__Your goal__
Count how many lines below contain the word "skier" and give only that number.

[Box-labeled dataset extracts]
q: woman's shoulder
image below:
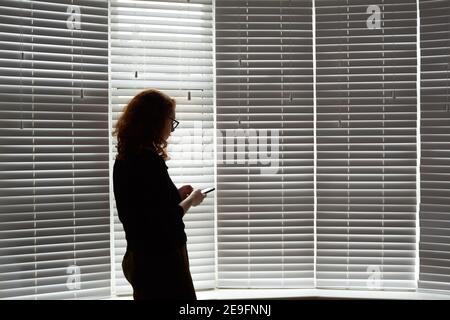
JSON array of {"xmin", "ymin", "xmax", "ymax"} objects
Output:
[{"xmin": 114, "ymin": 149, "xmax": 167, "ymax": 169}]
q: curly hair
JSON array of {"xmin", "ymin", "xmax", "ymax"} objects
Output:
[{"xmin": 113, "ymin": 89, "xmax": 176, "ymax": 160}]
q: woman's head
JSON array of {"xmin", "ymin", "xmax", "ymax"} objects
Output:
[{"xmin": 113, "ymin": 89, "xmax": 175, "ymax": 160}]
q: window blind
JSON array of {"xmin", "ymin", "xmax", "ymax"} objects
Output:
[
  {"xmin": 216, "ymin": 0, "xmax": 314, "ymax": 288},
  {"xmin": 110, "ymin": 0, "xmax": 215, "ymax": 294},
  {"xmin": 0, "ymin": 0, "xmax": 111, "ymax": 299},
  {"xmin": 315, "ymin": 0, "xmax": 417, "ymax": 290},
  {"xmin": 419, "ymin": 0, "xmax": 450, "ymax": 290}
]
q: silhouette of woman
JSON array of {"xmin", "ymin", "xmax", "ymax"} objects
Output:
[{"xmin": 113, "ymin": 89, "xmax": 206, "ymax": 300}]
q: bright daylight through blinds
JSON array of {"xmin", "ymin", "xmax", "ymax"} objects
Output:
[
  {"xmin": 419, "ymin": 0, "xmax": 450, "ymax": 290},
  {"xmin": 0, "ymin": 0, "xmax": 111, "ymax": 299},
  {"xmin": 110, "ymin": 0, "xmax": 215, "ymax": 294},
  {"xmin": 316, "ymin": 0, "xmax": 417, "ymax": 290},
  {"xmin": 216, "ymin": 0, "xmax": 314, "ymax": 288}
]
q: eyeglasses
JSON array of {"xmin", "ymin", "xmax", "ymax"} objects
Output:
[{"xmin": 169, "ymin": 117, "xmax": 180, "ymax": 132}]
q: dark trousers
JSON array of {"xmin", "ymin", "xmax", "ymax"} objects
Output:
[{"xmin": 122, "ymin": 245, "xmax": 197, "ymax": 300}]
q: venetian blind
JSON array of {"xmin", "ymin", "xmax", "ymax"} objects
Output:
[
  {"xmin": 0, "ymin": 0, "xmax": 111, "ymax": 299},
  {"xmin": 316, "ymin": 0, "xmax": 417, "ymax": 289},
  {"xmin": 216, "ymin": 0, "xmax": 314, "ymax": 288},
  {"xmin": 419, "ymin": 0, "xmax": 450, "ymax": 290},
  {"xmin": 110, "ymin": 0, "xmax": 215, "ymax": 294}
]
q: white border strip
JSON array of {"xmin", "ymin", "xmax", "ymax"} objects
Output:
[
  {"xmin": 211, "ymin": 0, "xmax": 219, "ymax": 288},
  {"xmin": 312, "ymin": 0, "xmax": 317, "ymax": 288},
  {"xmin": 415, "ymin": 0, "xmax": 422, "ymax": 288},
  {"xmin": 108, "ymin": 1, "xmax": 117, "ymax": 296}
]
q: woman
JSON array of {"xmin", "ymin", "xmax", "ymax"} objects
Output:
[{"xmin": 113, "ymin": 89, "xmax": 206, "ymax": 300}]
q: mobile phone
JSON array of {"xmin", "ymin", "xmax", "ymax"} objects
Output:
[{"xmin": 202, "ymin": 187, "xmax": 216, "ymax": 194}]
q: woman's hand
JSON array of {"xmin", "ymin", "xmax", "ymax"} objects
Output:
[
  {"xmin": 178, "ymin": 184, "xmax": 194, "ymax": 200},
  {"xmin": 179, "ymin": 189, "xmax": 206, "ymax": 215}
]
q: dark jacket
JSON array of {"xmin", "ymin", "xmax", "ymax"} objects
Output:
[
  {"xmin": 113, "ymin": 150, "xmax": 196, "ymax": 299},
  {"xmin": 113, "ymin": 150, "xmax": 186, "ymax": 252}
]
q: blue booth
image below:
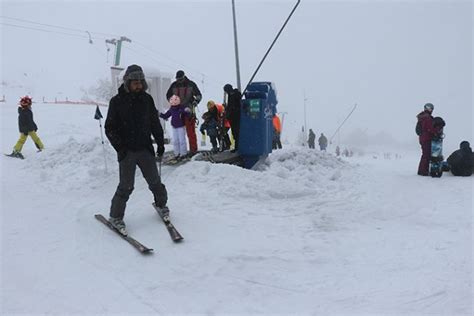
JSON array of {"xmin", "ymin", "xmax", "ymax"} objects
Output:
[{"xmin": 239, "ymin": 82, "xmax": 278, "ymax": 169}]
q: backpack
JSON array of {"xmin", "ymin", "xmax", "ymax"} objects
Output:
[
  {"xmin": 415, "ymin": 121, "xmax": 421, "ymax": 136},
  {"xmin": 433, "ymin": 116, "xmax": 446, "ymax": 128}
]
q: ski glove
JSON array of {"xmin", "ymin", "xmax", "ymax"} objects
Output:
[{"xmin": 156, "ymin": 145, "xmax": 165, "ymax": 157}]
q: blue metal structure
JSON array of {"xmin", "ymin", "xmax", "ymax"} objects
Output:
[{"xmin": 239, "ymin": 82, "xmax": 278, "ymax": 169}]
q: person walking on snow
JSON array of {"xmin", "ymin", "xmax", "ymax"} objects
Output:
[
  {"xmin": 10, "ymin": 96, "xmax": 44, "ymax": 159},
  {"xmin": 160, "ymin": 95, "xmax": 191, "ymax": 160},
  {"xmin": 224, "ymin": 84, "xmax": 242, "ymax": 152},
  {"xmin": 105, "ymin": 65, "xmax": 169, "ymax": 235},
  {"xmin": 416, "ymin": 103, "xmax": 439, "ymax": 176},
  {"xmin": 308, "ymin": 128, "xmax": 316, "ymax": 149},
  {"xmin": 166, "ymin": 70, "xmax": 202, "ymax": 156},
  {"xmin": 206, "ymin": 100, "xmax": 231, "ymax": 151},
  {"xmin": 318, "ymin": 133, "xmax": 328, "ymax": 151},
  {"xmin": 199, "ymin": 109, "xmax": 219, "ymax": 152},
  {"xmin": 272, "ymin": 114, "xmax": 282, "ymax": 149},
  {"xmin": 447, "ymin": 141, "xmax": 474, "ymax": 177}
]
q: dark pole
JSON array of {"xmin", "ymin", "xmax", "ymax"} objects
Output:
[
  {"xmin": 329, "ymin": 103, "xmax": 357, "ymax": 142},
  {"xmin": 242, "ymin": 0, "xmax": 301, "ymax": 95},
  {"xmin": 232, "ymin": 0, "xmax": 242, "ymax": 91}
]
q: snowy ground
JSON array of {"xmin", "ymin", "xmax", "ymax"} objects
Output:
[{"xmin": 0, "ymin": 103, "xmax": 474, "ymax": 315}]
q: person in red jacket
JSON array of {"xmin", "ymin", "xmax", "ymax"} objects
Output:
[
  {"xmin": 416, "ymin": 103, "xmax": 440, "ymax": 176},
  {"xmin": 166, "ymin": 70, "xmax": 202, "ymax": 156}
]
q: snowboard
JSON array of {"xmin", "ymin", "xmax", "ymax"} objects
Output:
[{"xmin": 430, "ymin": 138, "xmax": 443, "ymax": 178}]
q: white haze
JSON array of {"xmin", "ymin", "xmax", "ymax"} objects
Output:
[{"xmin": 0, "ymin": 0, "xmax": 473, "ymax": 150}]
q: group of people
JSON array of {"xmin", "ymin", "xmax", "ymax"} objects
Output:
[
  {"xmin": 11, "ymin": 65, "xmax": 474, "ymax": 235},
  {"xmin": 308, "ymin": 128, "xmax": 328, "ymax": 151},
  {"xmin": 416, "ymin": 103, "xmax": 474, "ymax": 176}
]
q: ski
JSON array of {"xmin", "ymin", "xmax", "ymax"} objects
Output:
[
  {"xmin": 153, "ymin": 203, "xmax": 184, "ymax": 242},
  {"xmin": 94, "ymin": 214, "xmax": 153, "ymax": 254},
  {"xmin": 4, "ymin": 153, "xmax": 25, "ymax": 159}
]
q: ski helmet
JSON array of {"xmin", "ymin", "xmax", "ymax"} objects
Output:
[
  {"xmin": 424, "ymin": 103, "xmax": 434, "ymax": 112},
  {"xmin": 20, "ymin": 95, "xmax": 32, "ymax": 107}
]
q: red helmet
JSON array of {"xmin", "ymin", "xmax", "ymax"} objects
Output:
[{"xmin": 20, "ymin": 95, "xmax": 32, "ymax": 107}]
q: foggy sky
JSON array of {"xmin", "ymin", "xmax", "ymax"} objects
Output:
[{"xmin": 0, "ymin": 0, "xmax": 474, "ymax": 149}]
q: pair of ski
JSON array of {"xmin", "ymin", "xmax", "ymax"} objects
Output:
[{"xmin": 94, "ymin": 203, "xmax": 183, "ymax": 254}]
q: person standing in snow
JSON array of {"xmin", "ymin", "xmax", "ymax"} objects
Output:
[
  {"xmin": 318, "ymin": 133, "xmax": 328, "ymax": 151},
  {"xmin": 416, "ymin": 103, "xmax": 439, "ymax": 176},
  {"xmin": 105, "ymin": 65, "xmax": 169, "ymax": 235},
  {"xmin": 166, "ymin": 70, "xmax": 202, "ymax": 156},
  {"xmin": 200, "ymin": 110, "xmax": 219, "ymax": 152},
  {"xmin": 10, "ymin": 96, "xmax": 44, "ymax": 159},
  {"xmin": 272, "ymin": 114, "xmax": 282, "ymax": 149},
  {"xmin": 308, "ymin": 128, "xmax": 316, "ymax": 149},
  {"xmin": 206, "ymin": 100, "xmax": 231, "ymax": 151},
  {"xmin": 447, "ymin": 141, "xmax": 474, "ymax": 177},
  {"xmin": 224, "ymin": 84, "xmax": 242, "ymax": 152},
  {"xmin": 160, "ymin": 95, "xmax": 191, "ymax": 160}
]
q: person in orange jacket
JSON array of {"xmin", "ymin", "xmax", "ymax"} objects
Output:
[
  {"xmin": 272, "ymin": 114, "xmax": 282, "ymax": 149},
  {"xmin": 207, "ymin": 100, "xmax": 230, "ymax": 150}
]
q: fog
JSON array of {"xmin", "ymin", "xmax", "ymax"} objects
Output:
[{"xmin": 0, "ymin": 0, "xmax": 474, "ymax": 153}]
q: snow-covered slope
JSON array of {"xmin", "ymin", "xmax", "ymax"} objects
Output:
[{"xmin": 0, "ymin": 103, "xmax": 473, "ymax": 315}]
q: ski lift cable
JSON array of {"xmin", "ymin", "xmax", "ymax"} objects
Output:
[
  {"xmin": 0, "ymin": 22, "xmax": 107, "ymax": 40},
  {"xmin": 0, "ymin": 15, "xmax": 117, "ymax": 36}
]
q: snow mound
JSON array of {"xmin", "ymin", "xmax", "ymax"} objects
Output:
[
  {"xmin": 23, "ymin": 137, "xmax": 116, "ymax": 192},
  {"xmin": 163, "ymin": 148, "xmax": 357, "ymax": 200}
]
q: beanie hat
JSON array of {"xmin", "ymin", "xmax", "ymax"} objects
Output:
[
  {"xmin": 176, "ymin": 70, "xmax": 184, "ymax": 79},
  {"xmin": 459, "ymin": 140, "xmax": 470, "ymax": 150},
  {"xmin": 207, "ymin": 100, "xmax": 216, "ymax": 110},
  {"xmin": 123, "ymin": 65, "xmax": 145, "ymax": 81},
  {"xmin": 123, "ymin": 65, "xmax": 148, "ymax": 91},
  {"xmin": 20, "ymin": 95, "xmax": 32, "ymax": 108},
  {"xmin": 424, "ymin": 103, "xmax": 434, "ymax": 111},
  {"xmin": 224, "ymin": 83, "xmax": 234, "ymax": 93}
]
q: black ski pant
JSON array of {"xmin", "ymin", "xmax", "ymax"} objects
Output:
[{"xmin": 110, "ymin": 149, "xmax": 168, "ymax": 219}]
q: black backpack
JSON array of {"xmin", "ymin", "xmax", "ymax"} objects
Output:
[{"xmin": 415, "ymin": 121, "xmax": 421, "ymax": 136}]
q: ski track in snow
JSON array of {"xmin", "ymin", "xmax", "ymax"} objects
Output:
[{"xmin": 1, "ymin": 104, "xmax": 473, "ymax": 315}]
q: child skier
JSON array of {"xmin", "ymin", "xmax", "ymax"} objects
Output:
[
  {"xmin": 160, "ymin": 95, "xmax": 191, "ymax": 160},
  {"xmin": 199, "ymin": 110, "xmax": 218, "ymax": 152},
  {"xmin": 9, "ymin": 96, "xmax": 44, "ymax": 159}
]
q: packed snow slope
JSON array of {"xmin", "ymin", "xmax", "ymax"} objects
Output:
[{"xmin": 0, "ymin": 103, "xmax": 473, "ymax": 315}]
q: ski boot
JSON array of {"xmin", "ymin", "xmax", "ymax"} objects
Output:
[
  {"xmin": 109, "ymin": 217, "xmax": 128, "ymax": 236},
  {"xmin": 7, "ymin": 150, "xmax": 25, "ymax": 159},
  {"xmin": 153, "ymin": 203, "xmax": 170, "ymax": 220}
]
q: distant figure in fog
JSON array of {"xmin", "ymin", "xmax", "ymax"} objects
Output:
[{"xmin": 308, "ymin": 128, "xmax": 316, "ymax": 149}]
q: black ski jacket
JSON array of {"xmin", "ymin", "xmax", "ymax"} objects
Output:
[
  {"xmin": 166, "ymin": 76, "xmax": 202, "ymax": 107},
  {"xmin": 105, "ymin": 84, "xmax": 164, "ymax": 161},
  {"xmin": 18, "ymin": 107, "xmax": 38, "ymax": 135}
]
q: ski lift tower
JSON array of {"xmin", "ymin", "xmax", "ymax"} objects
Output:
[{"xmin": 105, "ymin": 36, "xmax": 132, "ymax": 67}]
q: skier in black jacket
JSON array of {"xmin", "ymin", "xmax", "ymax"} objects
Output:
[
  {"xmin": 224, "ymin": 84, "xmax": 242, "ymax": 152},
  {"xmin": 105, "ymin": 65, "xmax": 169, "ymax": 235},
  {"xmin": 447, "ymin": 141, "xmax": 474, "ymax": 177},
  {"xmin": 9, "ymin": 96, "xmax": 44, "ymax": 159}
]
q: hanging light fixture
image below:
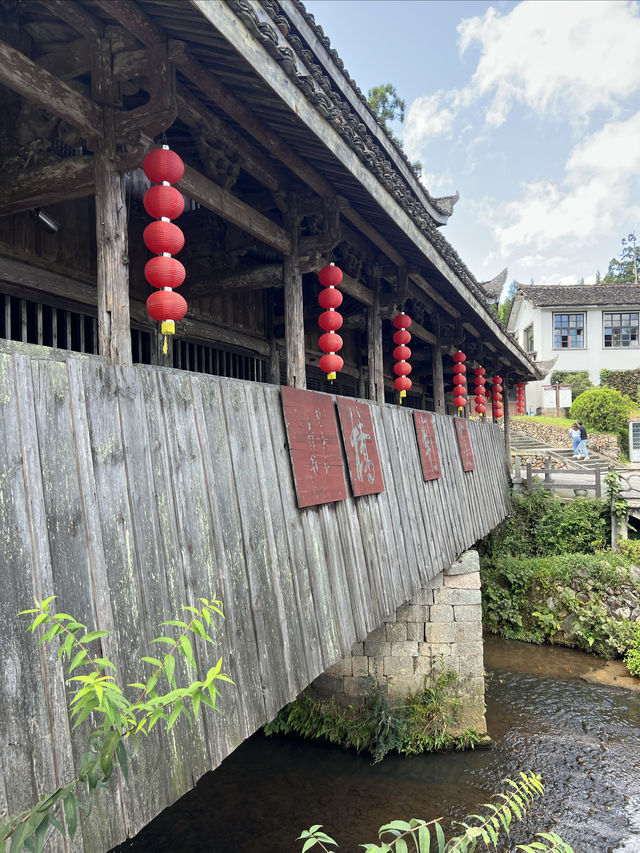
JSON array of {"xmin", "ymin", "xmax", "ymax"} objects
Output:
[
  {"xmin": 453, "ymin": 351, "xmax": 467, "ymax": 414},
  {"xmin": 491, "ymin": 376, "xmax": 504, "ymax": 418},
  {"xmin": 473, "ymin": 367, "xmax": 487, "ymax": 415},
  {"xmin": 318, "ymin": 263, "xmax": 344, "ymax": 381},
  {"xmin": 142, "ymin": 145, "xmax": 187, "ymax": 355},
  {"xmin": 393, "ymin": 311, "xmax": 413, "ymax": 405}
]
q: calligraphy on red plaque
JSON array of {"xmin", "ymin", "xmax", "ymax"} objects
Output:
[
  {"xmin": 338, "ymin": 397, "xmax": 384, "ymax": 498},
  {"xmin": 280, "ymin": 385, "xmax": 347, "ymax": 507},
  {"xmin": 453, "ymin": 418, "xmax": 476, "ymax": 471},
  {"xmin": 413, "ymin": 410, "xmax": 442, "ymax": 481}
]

__Written solution__
2